CONSIGNE DE L'EXERCICE –
Recopiez les lignes du listing situées entre celle qui contient « Question. Indicate the mound » et celle qui contient « x=719 y=482 », incluses, en remplaçant « Target » par « Object » sans rien modifier d'autre.

(Relevés d'étiquetage de localisation)
-- -- --

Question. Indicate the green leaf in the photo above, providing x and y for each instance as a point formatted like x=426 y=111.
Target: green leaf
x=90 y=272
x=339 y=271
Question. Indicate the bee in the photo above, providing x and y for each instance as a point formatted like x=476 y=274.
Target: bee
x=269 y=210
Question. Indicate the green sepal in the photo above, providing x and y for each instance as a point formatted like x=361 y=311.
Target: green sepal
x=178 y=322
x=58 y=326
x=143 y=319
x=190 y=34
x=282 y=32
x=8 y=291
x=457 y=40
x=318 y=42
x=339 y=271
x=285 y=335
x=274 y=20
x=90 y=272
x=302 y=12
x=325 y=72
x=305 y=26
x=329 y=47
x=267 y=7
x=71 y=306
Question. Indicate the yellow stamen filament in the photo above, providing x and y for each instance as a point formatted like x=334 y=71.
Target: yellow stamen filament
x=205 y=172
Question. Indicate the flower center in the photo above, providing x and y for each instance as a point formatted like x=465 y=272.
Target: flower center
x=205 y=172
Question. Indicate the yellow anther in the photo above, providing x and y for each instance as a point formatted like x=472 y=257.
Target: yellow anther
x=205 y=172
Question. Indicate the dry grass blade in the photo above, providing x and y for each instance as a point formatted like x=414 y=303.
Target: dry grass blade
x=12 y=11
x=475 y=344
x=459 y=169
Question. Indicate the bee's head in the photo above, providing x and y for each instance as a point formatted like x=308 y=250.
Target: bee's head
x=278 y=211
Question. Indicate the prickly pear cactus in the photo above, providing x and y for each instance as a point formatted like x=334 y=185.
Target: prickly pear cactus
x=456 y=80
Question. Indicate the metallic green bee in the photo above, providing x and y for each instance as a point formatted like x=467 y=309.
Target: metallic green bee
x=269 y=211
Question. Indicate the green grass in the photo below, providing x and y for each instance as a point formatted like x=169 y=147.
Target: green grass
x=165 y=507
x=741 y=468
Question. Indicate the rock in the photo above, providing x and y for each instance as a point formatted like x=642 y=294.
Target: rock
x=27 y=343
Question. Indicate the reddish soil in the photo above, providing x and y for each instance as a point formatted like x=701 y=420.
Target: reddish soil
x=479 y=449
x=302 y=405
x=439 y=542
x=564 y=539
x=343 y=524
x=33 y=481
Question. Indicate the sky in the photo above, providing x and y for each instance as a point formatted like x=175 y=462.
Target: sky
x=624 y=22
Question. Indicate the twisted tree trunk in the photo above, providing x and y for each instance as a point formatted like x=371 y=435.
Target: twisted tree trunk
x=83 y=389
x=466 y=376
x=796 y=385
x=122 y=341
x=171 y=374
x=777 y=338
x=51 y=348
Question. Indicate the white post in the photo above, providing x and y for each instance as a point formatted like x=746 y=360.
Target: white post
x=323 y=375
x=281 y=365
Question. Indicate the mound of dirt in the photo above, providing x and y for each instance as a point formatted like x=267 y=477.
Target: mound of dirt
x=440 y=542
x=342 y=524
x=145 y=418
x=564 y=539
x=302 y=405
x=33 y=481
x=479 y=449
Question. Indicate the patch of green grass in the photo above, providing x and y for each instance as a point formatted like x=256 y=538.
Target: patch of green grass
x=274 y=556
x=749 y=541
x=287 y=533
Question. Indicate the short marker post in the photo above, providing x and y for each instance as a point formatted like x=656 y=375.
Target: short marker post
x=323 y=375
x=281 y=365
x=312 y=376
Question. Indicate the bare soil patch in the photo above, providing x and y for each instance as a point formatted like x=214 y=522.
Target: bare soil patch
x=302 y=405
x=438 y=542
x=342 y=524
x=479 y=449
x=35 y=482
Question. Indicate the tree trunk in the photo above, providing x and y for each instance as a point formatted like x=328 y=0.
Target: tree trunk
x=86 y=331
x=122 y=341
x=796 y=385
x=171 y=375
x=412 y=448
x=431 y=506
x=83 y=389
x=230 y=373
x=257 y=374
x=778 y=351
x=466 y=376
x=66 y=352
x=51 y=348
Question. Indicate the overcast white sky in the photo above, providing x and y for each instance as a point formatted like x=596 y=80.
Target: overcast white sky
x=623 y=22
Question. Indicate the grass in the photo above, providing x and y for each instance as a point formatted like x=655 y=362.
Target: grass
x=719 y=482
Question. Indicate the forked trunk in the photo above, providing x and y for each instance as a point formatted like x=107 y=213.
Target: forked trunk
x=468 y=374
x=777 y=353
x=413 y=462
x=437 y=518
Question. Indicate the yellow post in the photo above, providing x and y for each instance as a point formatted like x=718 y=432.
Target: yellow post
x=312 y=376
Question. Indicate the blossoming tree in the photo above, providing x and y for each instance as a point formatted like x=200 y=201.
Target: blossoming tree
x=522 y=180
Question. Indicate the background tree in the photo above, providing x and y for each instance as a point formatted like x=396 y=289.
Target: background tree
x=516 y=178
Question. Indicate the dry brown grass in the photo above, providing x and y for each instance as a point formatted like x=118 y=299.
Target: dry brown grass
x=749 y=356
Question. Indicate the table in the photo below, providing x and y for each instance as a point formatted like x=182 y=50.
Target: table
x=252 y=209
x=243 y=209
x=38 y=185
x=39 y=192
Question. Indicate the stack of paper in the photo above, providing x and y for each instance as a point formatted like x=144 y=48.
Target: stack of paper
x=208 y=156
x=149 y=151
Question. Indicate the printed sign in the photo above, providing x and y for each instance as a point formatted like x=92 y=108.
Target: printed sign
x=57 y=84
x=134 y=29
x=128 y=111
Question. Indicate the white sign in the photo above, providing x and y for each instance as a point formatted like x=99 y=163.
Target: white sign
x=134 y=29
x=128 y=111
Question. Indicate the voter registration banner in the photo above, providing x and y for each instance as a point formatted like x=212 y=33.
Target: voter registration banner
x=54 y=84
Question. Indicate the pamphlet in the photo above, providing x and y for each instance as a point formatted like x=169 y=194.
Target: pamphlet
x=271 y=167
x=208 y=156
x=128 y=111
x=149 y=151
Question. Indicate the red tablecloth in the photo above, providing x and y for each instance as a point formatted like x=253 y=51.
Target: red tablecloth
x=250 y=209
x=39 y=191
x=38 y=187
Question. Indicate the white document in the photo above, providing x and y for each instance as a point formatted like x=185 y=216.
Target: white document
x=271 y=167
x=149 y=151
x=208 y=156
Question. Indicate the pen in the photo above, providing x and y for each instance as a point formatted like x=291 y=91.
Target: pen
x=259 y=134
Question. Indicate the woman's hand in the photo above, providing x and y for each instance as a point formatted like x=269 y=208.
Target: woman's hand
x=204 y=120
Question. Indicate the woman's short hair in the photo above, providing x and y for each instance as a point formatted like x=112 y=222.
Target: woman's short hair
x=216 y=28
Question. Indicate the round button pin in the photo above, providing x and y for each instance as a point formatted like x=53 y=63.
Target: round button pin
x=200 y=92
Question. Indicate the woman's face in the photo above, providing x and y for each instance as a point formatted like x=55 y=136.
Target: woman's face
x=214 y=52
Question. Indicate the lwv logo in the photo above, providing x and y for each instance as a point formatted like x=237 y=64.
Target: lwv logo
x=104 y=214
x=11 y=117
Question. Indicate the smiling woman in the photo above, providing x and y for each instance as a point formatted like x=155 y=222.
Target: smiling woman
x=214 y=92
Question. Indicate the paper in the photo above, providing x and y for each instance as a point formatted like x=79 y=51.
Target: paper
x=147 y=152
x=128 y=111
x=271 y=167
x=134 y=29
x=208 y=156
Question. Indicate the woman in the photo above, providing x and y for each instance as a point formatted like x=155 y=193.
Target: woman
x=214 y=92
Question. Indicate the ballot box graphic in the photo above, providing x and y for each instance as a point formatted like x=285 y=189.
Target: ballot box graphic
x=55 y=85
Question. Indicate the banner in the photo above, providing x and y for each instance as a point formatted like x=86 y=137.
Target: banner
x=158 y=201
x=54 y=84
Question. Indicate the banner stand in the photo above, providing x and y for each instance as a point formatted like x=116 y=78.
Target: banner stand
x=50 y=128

-- -- --

RÉPONSE ATTENDUE –
Question. Indicate the mound of dirt in the photo above, providing x and y for each instance as a point formatted like x=267 y=477.
Object: mound of dirt
x=440 y=542
x=342 y=524
x=145 y=418
x=564 y=539
x=302 y=405
x=33 y=481
x=479 y=449
Question. Indicate the patch of green grass in the photo above, providing x and y for each instance as a point formatted like x=256 y=538.
Object: patch of green grass
x=274 y=556
x=749 y=541
x=287 y=533
Question. Indicate the short marker post in the photo above, providing x and y for each instance as a point formatted like x=656 y=375.
Object: short marker post
x=323 y=375
x=281 y=365
x=312 y=376
Question. Indicate the bare soil patch in the photo above, providing x and y for each instance as a point formatted like x=214 y=522.
Object: bare soil patch
x=302 y=405
x=438 y=542
x=342 y=524
x=479 y=449
x=35 y=482
Question. Indicate the tree trunk in the photo above, providing x and y for each instance as a point formatted like x=328 y=0.
Object: tree trunk
x=86 y=331
x=122 y=341
x=796 y=385
x=171 y=375
x=412 y=448
x=431 y=506
x=83 y=389
x=230 y=373
x=257 y=374
x=778 y=351
x=466 y=376
x=66 y=352
x=51 y=348
Question. Indicate the overcast white sky in the photo above, providing x and y for each instance as a point formatted like x=596 y=80.
Object: overcast white sky
x=623 y=22
Question. Indicate the grass in the photo above, providing x and y for each instance as a point formatted like x=655 y=362.
Object: grass
x=719 y=482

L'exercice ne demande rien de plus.